— Dataset records —
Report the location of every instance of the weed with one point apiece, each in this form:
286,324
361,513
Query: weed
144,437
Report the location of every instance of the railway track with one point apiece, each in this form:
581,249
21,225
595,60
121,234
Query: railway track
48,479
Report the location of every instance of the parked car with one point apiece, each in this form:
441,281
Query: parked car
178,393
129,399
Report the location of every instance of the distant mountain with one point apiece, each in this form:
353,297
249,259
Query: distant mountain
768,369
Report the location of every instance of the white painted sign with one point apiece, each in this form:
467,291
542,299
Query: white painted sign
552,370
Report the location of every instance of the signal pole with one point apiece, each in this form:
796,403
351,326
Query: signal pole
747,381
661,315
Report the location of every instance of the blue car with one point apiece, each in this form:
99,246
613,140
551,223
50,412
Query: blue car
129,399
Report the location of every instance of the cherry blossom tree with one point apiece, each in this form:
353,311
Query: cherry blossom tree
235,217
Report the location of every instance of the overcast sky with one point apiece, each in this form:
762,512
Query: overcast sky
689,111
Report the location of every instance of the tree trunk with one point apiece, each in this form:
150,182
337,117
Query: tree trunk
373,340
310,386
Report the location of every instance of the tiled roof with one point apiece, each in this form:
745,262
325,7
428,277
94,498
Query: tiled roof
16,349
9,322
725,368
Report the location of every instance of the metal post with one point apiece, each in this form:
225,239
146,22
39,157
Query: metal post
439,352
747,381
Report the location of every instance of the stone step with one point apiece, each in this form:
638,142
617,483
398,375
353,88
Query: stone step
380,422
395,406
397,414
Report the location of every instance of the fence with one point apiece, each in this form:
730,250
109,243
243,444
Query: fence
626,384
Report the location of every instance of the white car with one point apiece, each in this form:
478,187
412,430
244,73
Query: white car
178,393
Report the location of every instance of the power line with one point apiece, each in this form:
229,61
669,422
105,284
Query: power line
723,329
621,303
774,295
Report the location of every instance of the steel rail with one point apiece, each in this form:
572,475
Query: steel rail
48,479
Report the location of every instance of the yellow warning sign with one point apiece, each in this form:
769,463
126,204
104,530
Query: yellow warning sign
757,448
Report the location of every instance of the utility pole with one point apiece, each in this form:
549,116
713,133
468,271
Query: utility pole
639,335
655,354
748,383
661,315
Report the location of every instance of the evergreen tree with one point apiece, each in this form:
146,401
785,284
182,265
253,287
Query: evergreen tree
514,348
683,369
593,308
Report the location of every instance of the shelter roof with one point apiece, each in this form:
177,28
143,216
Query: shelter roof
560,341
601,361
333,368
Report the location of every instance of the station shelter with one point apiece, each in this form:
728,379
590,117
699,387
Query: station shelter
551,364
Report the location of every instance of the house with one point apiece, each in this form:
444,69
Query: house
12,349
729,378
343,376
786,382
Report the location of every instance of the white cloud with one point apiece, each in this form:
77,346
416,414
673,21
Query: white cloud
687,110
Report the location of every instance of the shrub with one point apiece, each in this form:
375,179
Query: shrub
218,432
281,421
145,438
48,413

— Required work —
Output every line of the listing exactly as written.

— Completed exercise —
Report the location of every instance of the weed with one point apiece, each in this form:
286,324
361,513
Query: weed
144,437
Report the location of every instance of the railway track with one point apiece, each in this form:
581,249
21,225
595,60
121,234
Query: railway track
48,479
Report the location of every instance of the parked car with one point apiece, each in this form:
441,281
Query: parked car
178,393
129,399
Report the location of every instance of the distant mountain with one point apiece, each in this form:
353,297
249,259
Query: distant mountain
768,369
Report the location of every instance of the white painted sign with one point apiece, each in this form:
467,291
542,299
Query: white painted sign
552,370
Report the location of every instance of the signal pole with one point apiece, each in this form:
796,403
351,326
Query: signal pole
747,381
661,315
Report the location of every instance of the blue car with one point apiece, each in this form:
99,246
613,140
551,223
50,412
Query: blue car
129,399
Report the location of every instance of the cherry blossom tree with one point apiece, each in this form:
353,311
Query: cherry blossom tree
235,217
Report the location of every instance of the overcast sky with one point apiece, each in this form:
762,512
Query: overcast sky
689,111
Report the location of every instance of the tree trunk with one point apiece, each in this form:
150,182
337,117
Query: tree trunk
373,340
310,386
Report the location of every instance of the tiled roof with one point apiece, each in this form:
745,262
325,7
428,277
94,498
Query: tiled roof
16,349
9,322
725,368
Report the location of every instance of the metal post with one point apiece, each in this form:
225,239
146,22
39,157
Query: metal post
439,352
747,381
Report the location of every instance of the stone step with one point apiece, each in this form:
638,142
617,483
398,375
353,88
Query: stone step
380,422
395,406
397,414
Report the location of every instance of the fence with one point apiece, each in this form:
730,250
109,243
243,444
Query: fence
626,384
Report the location of every instance of the white car with one point apiece, each in this form:
478,187
412,430
244,73
Query: white car
178,393
Report the location of every instance of the power line with one point apiece, each in this form:
229,61
669,422
105,284
Query: power line
723,329
621,303
774,295
Report the location of every instance of the steel rail with one point apiece, each in this form:
572,475
Query: steel rail
48,479
Report the location of every instance of the yellow warning sign with one point apiece, each in this form:
769,463
126,204
104,530
Query: yellow warning sign
757,448
Report the location of every instance of the utility pole with one point apiece, each in this form:
549,116
713,133
468,271
Query: utility pole
639,335
655,354
748,383
661,315
Report the location of every instance of the evergreen tree with one point apiece, each in this form:
146,401
785,284
182,265
253,287
Query: evergreen tree
514,348
683,369
593,308
Report the location of every instance of the shelter roof with one point apiece, each in this form:
177,28
143,216
Query: shelter roof
560,341
601,361
333,368
Report the location of every instance of the station shelter with one point apiece, each in this form:
728,379
590,117
699,387
Query: station shelter
551,364
Report the location of every instance of the house with one point apiece, each in this form:
444,69
Query: house
12,349
729,378
343,376
786,382
Report the location of every instance of the white cloud with one point apiece, each in this form:
77,346
416,414
673,21
Query: white cloud
687,110
Report the location of every instance of the shrub with one point apiece, each in this form:
375,179
Query: shrub
218,432
281,421
145,438
48,413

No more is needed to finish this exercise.